◆ DO THIS
Extend the text below about managing information with Web-based repositories, picking up right after its last sentence.

◆ QUOTED PASSAGE

═══

David Eichmann
Repository Based Software Engineering Program
Research Institute for Computing and Information Systems
University of Houston - Clear Lake
Houston, TX 77586
eichmann@ricis.cl.uh.edu
Achieving the holy grail of the paperless, Webbed office doesn't make your information management problems go away, it just shifts them from your physical desktop to your virtual desktop. The Web has proven to be an incredible boon to organizations trying to share information, but it comes with a price... keeping up with the information flow and accessing what you need without being forced into exploratory navigation. We discuss our work in Web-based repositories, involving support for multiple, collaborating servers presenting a seamless integration of both data and metadata.
Stuff. Everyone's got it. And increasingly, it's digital stuff - papers, images, video clips, news feeds, email, presentation slides, scanned faxes - you name it. Achieving the holy grail of the paperless, Webbed office doesn't make your information management problems go away, it just shifts them from your physical desktop to your virtual desktop. The Web has proven to be an incredible boon to organizations trying to share information, but it comes with a price... keeping up with the information flow and accessing what you need without being forced into exploratory navigation.

═══

◆ ENTRIES SHOWN
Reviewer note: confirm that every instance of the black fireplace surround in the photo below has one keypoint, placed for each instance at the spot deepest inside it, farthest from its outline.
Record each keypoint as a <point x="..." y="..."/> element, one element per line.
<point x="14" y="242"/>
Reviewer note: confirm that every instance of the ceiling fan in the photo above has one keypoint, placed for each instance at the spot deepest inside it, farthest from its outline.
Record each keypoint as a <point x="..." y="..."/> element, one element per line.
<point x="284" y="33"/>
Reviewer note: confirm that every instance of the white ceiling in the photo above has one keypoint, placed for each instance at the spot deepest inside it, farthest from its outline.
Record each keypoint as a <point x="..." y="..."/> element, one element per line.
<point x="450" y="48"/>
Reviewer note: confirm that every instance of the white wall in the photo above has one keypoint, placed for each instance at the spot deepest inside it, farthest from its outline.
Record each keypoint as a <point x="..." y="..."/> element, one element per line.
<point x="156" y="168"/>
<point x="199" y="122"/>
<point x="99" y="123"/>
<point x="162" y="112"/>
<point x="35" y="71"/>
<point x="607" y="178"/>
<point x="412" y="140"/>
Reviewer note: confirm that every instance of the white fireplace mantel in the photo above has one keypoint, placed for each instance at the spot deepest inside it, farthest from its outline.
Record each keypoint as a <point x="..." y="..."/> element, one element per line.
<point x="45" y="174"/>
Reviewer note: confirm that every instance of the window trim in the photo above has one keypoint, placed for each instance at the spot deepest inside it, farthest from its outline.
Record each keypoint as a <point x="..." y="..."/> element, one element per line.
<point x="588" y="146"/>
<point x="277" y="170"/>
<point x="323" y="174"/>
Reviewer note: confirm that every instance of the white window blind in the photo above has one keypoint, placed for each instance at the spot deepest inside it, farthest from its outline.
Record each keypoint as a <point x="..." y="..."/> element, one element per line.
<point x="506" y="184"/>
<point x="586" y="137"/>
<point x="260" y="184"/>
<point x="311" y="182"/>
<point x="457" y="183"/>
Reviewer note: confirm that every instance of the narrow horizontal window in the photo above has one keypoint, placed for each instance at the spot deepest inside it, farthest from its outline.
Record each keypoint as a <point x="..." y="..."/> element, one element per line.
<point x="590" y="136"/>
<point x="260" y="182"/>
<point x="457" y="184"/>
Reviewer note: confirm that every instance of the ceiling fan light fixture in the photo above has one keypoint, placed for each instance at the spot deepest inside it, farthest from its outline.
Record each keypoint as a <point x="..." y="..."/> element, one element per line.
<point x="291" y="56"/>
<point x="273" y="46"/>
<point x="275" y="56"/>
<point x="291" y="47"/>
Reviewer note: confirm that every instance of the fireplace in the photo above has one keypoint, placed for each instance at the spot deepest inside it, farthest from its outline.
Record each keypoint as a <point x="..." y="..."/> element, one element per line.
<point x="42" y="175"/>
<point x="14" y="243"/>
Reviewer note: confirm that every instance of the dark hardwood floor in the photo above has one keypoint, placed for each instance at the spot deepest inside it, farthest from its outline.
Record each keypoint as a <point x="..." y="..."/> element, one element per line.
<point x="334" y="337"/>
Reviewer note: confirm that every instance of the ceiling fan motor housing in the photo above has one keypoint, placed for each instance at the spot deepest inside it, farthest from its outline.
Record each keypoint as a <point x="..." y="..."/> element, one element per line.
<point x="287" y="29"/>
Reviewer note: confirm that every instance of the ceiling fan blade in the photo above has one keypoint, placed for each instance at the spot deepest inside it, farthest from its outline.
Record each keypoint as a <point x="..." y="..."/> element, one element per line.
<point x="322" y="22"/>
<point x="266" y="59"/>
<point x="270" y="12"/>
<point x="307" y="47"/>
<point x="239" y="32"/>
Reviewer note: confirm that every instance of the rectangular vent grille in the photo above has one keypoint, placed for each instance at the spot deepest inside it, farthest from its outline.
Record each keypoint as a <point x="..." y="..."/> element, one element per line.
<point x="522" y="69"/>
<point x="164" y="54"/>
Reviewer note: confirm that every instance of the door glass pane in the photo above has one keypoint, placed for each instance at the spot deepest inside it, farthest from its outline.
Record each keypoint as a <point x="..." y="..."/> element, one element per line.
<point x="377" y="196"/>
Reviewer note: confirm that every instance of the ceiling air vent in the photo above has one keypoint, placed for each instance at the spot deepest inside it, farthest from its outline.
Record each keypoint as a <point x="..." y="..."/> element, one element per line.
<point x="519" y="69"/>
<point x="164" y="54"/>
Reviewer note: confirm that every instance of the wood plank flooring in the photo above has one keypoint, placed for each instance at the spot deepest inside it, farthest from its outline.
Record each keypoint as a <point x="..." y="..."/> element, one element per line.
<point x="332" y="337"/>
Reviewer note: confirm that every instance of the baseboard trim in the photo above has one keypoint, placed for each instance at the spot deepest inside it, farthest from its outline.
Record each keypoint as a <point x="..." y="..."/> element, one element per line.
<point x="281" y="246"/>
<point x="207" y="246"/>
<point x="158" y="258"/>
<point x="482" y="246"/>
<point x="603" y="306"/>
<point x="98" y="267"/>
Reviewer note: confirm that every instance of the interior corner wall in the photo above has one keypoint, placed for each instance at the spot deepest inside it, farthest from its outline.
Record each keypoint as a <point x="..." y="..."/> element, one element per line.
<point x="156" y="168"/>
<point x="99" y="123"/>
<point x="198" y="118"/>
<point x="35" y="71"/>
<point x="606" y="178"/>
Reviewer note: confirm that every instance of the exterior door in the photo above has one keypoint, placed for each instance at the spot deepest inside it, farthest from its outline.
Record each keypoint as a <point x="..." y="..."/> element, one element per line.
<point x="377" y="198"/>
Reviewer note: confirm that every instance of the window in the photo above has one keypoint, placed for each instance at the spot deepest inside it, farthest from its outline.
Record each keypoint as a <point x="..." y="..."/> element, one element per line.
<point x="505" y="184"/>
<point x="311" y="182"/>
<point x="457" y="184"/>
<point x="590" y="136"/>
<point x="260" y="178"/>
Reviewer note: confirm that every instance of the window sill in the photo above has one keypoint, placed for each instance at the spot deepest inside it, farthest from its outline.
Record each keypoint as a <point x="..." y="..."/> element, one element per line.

═══

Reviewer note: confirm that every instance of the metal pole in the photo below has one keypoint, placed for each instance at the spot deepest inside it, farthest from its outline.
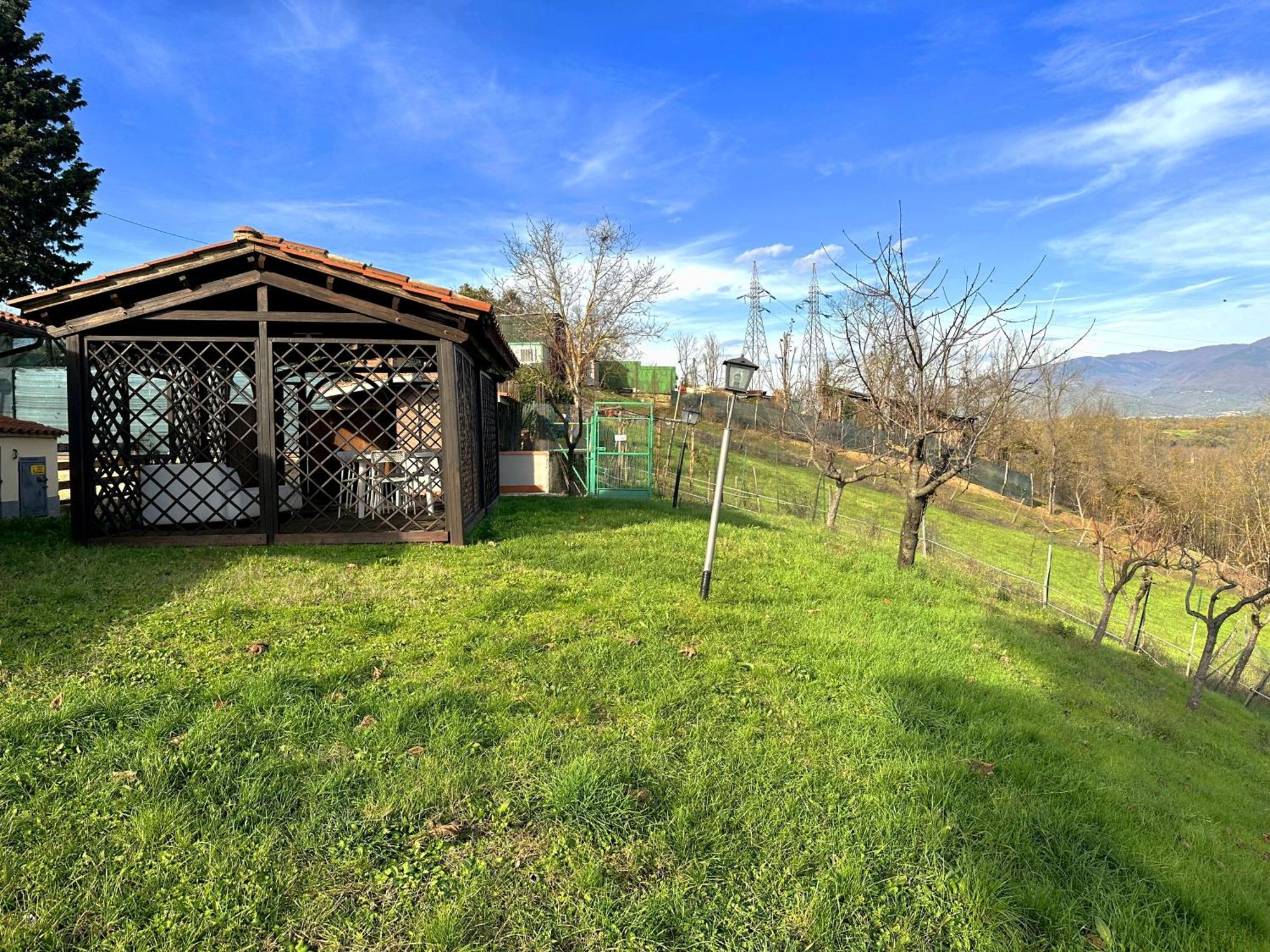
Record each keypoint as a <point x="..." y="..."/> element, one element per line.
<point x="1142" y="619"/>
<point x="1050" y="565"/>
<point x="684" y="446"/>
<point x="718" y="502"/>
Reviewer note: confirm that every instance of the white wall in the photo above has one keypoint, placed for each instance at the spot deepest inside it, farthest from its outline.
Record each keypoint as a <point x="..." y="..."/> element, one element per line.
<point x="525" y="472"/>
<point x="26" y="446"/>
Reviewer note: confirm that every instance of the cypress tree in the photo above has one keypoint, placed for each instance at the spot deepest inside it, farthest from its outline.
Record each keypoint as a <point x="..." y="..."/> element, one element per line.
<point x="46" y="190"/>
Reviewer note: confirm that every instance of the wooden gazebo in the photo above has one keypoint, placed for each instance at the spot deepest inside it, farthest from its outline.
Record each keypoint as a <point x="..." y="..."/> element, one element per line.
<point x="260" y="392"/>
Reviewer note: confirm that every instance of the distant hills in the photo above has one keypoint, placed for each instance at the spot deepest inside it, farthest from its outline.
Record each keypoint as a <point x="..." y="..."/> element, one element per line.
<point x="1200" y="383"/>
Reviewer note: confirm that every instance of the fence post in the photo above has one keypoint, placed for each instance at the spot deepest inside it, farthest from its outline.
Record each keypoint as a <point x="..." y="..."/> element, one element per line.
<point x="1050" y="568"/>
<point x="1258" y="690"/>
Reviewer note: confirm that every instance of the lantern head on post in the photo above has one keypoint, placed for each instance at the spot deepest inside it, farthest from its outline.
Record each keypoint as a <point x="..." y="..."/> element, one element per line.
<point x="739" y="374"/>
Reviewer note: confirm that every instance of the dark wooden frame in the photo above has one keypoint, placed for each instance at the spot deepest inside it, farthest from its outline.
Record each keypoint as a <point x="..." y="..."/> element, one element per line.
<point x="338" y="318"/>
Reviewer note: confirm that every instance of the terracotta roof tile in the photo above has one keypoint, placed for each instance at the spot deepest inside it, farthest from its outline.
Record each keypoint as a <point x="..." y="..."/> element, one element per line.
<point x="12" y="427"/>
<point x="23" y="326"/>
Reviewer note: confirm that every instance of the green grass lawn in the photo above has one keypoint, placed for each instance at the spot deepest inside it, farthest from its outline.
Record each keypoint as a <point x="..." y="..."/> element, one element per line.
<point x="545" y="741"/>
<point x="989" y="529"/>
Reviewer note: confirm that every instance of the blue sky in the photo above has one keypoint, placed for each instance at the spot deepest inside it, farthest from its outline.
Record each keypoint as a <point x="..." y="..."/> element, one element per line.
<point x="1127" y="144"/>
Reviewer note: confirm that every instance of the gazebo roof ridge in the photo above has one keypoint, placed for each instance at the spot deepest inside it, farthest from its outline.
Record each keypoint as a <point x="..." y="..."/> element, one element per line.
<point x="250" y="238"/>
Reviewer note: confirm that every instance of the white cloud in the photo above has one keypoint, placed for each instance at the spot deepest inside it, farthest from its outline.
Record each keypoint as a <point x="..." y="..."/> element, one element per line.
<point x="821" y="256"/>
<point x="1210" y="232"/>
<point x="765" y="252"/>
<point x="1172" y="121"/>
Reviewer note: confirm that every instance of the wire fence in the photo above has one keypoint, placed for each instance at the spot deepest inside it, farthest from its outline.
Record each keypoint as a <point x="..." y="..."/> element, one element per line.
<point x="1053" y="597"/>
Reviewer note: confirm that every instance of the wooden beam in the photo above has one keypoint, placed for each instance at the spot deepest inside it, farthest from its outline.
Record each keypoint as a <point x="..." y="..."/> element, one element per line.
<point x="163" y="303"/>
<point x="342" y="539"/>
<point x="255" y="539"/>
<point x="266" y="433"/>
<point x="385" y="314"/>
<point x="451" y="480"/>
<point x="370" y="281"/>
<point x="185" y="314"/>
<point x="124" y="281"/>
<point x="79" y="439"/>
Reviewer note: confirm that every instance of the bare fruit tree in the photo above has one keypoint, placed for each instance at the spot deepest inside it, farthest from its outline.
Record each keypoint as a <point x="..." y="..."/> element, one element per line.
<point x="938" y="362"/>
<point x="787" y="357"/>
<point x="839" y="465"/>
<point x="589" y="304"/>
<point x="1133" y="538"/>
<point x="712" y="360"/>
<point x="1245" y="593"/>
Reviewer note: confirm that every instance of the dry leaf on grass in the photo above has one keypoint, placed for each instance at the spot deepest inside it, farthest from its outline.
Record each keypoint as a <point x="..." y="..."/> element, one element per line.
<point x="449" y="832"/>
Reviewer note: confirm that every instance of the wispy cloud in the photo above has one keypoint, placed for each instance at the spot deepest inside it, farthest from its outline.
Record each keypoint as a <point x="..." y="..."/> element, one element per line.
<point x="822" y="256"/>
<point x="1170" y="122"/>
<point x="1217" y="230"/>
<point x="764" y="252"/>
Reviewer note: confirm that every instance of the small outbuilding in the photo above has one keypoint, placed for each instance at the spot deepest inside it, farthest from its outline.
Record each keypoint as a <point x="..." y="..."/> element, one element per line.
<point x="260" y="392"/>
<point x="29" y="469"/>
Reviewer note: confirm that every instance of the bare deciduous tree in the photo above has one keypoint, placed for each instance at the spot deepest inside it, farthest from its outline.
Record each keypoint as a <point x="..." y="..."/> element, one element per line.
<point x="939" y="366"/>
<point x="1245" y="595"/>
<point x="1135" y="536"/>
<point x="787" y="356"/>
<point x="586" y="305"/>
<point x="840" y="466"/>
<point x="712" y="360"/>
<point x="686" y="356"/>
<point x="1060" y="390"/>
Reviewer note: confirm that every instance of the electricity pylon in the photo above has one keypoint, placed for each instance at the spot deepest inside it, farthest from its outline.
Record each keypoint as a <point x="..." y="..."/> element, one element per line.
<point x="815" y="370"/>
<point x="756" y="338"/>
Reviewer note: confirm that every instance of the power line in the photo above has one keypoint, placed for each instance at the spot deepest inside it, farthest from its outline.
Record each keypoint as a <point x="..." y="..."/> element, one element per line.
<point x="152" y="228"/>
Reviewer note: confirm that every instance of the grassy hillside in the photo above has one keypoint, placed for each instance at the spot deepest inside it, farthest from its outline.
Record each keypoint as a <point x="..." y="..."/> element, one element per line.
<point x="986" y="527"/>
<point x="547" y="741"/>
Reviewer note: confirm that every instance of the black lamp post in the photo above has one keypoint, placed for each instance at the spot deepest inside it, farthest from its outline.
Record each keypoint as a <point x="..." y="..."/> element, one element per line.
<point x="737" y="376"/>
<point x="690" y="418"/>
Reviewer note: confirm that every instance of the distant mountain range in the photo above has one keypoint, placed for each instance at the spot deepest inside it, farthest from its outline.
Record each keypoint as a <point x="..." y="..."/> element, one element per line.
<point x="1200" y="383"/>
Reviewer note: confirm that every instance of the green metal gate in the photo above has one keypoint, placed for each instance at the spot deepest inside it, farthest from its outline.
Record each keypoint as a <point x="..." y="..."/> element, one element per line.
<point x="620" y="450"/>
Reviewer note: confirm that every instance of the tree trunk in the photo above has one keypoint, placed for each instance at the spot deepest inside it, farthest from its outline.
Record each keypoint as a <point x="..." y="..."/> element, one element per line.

═══

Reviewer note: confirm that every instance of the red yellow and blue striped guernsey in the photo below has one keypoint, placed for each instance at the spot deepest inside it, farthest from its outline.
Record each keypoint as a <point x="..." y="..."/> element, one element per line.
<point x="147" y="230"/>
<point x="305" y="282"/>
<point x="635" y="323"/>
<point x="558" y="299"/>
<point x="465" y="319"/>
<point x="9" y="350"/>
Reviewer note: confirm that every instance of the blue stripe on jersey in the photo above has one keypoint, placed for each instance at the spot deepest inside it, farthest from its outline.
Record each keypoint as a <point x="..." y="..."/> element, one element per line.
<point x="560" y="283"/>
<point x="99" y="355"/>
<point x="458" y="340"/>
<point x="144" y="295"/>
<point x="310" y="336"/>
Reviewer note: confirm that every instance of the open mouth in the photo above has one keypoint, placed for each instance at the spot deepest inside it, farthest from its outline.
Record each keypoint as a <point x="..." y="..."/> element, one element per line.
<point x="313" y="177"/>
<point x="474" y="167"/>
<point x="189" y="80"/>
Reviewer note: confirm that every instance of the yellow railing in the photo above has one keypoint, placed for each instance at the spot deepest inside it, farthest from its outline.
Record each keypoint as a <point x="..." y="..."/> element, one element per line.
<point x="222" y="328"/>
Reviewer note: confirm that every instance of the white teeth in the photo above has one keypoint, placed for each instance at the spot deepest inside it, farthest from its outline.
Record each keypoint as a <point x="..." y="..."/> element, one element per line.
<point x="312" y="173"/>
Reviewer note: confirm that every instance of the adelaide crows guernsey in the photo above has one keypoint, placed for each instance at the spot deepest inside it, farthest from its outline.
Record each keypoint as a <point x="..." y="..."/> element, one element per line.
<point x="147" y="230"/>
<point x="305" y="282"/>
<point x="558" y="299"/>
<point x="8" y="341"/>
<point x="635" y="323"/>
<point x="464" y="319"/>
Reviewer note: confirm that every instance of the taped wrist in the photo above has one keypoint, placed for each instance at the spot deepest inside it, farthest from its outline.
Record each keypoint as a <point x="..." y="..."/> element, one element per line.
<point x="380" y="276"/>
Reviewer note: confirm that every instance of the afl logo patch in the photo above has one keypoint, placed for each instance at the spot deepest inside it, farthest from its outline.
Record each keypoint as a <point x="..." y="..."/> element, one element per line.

═══

◆ SOLVED PROBLEM
And that's what the Web is all about - access. Private search engines can ease some of the difficulties in access, but they don't do a very good job in a key dimension - they fail to provide a context for that search hit. Winnowing through hundreds or thousands (or millions!) of hits, either through brute force browsing or through trial-and-error search respecification, still leaves a significant comprehension burden on the user. The utility of 'pathfinder' pages (human maintained directories of links relevant to a given subject) provides support for this perspective; if search engines performed as well in this regard, people would not go to the effort of creating and maintaining these pages. Yahoo is a particularly visible example of this can be carried.
Our previous work on the MORE repository [1] focused on supporting librarian teams in the creation, maintenance and evolution of Web-based repositories of metadata about Web artifacts. It supported distributed, fine-grained librarian privileges and the ability to restrict access to portions of the repository to only members of defined groups. Hence, it was technically capable of supporting a large organization in their information management activities. However, this single server approach to repository architecture was not particularly organizationally aware [2], in that it required the various components of an organization to integrate (and resolve conflicts regarding representation of) their information management requirements.
MORE version 1 supported two means of structuring a single information space. The class mechanism provided a means of shaping the metadata that MORE stored regarding an artifact, and the corresponding browser (Figure 1) provided a means of navigating up and down the class hierarchy and observing the instances of the class as sets of hyperlinks to homogeneous virtual pages. This interface provided access comparable to that provided by most object-oriented database systems.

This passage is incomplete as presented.